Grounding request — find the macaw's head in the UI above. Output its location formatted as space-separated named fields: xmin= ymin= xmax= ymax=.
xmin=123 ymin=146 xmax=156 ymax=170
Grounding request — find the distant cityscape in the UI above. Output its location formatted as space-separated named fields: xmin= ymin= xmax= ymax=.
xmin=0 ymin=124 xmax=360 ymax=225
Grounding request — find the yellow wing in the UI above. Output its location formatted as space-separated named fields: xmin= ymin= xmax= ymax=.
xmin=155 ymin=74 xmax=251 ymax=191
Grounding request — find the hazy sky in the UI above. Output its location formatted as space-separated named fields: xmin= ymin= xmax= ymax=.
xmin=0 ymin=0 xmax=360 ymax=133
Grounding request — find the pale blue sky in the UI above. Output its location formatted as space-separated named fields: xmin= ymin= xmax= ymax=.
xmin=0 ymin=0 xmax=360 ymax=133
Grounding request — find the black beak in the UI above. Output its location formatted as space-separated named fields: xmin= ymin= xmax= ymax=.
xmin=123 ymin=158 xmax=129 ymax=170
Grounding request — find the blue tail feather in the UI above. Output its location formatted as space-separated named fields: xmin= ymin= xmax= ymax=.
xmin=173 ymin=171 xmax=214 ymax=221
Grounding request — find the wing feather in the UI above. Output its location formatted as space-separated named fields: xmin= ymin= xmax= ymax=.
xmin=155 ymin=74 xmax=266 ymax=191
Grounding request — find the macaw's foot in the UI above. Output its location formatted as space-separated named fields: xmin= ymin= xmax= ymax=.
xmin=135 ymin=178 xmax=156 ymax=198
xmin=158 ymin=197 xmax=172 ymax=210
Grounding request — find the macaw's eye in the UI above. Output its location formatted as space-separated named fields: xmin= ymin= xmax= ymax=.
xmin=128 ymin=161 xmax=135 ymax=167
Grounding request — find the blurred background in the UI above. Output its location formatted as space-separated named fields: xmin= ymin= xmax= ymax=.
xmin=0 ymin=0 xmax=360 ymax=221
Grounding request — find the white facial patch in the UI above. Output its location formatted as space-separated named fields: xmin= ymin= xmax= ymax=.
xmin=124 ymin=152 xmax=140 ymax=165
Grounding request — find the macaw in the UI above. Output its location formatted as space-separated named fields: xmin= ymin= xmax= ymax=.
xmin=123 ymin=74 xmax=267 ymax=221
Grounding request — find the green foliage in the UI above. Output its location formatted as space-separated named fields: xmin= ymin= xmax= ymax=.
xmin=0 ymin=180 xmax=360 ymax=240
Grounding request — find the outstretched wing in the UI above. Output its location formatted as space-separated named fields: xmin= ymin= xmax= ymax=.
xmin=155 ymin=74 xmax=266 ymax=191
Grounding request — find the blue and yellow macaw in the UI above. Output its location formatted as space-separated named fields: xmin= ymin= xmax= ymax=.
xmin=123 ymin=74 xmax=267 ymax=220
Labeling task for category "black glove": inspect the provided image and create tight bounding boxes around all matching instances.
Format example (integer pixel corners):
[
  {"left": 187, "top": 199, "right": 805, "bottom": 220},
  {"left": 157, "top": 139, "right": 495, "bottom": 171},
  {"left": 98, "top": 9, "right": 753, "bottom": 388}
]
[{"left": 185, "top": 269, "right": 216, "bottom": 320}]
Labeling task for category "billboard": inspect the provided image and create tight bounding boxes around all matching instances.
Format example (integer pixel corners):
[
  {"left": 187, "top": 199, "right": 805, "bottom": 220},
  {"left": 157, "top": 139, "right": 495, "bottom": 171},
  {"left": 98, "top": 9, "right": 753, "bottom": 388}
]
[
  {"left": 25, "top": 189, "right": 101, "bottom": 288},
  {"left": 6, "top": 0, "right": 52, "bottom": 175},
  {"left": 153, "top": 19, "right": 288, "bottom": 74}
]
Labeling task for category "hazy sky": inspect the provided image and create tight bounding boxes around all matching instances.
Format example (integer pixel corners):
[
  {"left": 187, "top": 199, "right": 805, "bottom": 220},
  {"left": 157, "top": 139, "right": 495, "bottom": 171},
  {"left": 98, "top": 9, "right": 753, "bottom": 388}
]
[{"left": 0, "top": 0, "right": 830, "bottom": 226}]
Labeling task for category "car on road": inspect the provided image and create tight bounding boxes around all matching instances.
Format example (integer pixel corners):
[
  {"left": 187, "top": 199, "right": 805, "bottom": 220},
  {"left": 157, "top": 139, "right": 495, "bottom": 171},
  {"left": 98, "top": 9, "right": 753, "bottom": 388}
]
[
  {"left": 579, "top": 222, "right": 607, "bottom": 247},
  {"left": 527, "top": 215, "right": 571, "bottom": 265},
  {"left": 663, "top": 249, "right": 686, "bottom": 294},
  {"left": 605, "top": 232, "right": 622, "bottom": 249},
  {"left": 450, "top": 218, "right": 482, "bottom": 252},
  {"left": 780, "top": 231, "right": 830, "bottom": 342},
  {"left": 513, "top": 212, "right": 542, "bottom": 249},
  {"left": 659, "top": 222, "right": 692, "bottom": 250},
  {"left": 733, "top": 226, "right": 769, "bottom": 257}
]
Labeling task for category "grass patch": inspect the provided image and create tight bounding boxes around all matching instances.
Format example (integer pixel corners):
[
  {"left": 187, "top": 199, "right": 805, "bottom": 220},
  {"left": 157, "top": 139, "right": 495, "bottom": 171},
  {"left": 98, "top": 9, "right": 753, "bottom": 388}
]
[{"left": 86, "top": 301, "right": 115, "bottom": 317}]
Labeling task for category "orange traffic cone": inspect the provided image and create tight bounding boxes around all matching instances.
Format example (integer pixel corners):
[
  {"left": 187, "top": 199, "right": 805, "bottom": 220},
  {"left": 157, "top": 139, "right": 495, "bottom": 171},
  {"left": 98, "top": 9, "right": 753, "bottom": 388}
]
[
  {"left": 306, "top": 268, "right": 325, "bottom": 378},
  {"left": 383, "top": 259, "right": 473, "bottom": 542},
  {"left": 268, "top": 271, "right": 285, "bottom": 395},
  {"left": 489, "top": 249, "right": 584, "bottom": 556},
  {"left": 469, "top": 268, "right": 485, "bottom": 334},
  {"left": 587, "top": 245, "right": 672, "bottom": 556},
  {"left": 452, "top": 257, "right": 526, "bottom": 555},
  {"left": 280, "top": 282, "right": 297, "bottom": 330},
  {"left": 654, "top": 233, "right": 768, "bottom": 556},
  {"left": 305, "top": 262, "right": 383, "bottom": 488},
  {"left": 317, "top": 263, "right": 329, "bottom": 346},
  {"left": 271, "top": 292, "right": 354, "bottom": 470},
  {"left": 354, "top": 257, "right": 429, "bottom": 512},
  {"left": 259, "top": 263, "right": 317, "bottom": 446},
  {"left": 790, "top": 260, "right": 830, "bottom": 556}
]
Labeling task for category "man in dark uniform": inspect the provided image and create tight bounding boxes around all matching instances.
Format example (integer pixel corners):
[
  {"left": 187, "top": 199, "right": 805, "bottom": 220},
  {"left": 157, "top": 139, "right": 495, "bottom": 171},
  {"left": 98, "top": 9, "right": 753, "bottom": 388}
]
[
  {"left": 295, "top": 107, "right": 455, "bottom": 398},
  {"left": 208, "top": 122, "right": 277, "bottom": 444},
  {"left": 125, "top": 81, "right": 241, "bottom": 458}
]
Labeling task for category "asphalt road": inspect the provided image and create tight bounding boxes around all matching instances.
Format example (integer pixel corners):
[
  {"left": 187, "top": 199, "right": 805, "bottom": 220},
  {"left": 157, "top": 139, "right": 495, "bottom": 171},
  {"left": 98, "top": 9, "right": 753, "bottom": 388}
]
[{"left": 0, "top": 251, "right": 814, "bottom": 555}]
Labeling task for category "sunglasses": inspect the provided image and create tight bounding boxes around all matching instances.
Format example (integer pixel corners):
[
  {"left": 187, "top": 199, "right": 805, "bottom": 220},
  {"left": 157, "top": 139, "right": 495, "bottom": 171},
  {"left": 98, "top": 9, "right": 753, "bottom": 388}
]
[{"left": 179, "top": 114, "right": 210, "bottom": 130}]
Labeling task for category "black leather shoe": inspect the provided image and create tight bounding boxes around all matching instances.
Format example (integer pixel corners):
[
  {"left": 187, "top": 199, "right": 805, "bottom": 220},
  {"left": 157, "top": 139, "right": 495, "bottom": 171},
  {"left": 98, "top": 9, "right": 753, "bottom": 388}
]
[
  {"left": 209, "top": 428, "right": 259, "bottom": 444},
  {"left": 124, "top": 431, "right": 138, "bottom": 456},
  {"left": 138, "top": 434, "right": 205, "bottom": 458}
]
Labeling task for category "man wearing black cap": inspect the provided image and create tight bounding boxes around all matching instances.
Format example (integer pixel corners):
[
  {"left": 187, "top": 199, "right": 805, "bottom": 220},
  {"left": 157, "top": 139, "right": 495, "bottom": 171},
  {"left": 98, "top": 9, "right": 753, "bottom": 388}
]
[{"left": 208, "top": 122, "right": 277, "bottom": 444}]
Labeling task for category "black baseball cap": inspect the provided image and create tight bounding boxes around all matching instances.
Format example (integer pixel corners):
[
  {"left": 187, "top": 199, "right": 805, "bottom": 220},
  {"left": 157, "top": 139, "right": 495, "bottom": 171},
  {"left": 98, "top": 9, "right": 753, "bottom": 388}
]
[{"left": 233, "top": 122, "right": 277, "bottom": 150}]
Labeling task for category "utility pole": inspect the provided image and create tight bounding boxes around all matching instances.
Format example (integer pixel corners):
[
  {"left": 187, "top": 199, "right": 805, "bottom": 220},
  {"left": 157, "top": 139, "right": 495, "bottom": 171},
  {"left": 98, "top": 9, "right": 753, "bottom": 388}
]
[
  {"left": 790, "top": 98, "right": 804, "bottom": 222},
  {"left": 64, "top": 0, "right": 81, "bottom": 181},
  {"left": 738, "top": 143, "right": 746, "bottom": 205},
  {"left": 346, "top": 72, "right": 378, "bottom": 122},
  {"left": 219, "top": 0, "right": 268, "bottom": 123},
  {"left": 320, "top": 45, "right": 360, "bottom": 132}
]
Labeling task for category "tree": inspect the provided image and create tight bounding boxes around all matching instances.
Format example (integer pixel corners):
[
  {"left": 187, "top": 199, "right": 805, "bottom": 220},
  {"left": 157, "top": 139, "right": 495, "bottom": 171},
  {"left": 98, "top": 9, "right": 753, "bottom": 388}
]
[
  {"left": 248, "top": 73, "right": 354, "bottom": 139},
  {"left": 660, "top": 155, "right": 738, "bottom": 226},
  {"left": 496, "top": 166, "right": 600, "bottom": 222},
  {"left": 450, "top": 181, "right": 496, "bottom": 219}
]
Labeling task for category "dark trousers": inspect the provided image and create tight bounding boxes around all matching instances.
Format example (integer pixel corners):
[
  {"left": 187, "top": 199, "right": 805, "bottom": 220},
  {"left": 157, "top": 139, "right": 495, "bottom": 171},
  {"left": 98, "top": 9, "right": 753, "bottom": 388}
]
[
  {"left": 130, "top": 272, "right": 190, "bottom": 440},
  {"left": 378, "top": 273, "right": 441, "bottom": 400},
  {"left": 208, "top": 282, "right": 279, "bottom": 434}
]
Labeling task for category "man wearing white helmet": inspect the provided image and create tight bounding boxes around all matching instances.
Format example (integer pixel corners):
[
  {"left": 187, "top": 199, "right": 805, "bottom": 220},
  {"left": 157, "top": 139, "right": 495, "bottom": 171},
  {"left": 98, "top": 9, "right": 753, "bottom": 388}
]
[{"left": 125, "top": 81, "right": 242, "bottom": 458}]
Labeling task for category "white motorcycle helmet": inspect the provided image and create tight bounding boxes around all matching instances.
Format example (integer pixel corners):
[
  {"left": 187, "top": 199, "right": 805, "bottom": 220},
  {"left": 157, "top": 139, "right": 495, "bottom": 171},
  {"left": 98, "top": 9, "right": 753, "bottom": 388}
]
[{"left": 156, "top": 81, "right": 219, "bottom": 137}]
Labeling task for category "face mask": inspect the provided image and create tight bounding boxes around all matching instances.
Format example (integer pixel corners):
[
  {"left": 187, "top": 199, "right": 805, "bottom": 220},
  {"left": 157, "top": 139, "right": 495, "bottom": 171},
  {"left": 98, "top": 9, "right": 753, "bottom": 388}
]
· · ·
### Task objective
Reproduce the entries above verbatim, starting with the line that contains "Grounding request — find the macaw's foot" and going on through the line that contains "xmin=128 ymin=161 xmax=135 ymax=167", both of those lines included.

### Exercise response
Grounding request — find the macaw's foot in the UI above. Output its location formatted as space-separated named fields: xmin= ymin= xmax= ymax=.
xmin=135 ymin=178 xmax=156 ymax=198
xmin=158 ymin=197 xmax=172 ymax=210
Grounding request — find the macaw's eye in the UI above. Output its location formatted as space-separated named fields: xmin= ymin= xmax= ymax=.
xmin=128 ymin=161 xmax=135 ymax=167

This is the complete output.